## [Activity]
Would you please transcribe the entire listing exactly?

## [Data listing]
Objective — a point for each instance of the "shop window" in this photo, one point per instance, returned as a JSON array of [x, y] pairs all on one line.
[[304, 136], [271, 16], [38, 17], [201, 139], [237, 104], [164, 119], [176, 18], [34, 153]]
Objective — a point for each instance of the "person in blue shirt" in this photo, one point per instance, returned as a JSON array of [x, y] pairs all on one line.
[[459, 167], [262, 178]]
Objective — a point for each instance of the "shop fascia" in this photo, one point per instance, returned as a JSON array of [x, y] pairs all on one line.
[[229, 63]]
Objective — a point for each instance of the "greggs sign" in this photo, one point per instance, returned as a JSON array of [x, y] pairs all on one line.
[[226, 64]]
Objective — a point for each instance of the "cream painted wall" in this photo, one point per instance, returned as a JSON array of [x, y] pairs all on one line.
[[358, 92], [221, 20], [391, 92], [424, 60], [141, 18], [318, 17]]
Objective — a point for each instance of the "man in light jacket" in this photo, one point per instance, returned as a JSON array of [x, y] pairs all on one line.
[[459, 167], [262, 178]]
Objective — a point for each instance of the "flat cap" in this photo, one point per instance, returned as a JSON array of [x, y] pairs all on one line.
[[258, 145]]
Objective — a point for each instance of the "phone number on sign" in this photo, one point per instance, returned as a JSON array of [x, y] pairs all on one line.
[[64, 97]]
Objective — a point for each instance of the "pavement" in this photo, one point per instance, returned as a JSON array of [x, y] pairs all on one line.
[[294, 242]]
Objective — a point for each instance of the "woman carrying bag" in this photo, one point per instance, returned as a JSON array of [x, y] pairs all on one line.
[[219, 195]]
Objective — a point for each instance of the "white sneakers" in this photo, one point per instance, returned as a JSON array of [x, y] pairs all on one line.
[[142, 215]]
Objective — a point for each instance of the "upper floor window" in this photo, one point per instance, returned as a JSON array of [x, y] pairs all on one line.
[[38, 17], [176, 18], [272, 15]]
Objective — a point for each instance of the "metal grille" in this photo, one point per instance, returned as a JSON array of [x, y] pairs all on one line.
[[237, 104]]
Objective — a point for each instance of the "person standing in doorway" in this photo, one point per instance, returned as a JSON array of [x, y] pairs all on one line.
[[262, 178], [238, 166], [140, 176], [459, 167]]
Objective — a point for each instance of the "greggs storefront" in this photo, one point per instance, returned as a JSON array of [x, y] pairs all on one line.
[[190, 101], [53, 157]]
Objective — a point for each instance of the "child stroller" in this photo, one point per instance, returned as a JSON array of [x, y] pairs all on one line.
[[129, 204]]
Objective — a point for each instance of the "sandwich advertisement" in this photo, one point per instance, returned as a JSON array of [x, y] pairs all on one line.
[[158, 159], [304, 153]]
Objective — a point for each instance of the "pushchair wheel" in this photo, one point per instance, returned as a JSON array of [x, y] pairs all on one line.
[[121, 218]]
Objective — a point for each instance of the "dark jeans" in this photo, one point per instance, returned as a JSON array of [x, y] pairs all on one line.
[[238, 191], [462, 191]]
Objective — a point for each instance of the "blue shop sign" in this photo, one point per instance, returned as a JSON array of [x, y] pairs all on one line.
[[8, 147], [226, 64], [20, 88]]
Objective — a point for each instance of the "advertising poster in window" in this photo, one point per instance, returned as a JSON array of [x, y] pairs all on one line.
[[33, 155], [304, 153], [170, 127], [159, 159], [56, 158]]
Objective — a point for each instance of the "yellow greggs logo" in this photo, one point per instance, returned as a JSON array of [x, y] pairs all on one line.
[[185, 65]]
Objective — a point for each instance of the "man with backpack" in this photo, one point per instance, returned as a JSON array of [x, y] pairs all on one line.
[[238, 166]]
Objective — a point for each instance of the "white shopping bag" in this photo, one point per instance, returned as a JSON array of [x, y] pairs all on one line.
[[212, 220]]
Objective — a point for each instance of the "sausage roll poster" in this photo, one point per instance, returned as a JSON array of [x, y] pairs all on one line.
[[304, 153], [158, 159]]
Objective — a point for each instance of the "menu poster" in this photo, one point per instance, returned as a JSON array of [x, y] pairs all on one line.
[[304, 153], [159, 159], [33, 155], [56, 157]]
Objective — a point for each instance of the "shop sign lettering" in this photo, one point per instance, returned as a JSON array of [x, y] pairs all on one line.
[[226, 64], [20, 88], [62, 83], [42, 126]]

## [Response for this exercise]
Objective — a point for each instance of the "shop window" in this photo, one point per instance, returned as a JSON array of [x, y] pairs all on one line.
[[304, 136], [271, 16], [38, 17], [201, 139], [237, 104], [164, 119], [176, 18], [34, 153]]
Objective — a point for each instance of the "person in blue shirt" in this photo, one point per instance, returned as a JSON array of [x, y] pairs all on one line.
[[459, 167], [262, 178]]
Objective — a point for each instance of the "shop fascia" in this photo, one point per instance, returned as a JSON array of [x, y] pairs all on one line.
[[229, 63]]
Objective — a point for each instance of the "greggs sign" in this photo, one point per instance, returned as a JSON array of [x, y] pairs all on one line.
[[226, 64]]
Objective — a point for each instance of the "cream painted wall" in this photo, one point per instance, returned as a JSON array of [x, y] pairs all on one line.
[[358, 92], [221, 20], [391, 92], [424, 60], [141, 18], [318, 17]]
Objective — a point for each instance of the "man in light jacket" in this photo, one point per instance, returned as a JSON array of [x, y] pairs all on one line.
[[459, 167], [262, 178]]
Objective — a point for each instance of the "flat cap" in this photo, one point per instance, returned as a JSON array of [x, y] pairs all on one line.
[[258, 145]]
Objective — a point for each instance of the "phone number on sign" in this photo, one point per instance, returned as a JSON array of [x, y] pairs all on one line.
[[64, 97]]
Objective — a point for each instance of the "pavement" in this photo, one point per instance, returned as a JSON array of [x, y] pairs all on one line.
[[294, 242]]
Objective — a point for each instance of the "woman carrying bag" in this photo, one point per instance, returned as a JSON array of [x, y] pairs all on one line.
[[219, 195]]
Objective — a point for each instance of the "white sneakers" in this photo, one point per instance, returned as a JSON array of [x, y] pairs all on one line.
[[142, 215]]
Objective — a point for each instance of the "upper floor window" in this photo, one point per instance, returned as a JSON array of [x, y] pairs all on one line.
[[38, 17], [176, 18], [272, 15]]
Objective — a point for each instance of the "metal grille" in this photo, one point per instance, returned as a JSON array of [x, y] pairs all on one line.
[[237, 104]]
Objective — a point for each instance of the "person standing in doorway" in this photo, one point per instance, returned as a JSON array of [x, y] pairs all on one line.
[[262, 178], [238, 166], [140, 176], [459, 167]]
Objective — a point for each instance of the "greggs storefront" in this photo, one point per instance, returned as a JSON array of [x, y] pairs all on one line.
[[190, 101], [53, 157]]
Objective — a point for each instance of the "child stroller" in this photo, one point per instance, returned as a JSON array of [x, y] pairs all on one line.
[[129, 204]]
Objective — a point for each instance of the "sandwich advertisement" in this photo, one point per instance, returned as a JSON array of [x, y] pairs all on one line.
[[158, 159], [304, 153]]
Objective — a point for each instance of the "pushchair wheel" in this photo, one point per instance, returned as a JSON array of [x, y] pairs all on one line.
[[121, 218]]
Objective — a point for each instance of the "dark jeans" in this photo, one point per instance, returned as a JSON array of [x, y] pairs all on one line.
[[238, 191], [462, 191]]
Objective — a point for each instance of the "blue shop sign" in this photo, one point per instance, returned as a JSON array of [x, y] pairs all on one line.
[[8, 147], [226, 64], [20, 88]]
Objective — a point for each instance of the "advertising poster in window" in this photo, one point per instance, returned as a JSON array of [x, y] pairs all on one line.
[[33, 155], [304, 153], [170, 127], [159, 159], [56, 158]]
Objective — a point for each instance of the "yellow greggs logo" in this photo, one point per instance, returned as a JSON array of [x, y] pairs all on one line.
[[185, 65]]
Objective — a point for each instance of the "man with backpack" in this photo, one point per instance, returned as a JSON array of [x, y] pairs all on one line.
[[238, 166]]
Objective — a point for each instance of the "white shopping bag" in this photo, one point per instance, returned as a JSON array of [x, y] pairs all on one line.
[[212, 220]]
Objective — a point for each instance of the "sausage roll poster" in this photo, one point per instance, returned as a JSON array of [x, y] pairs all on one line.
[[304, 153], [158, 159]]
Objective — a point for each instance of the "menu poster" in this photo, one point per instance, returned as a JSON array of [x, y] pairs all on one line.
[[304, 153], [159, 159], [33, 155], [56, 157]]
Objective — a point for each instance of the "shop sign lettering" in this photo, one point per instance, returned as a JSON array of [x, y] pairs all on one line.
[[226, 64], [20, 88], [62, 83], [42, 126]]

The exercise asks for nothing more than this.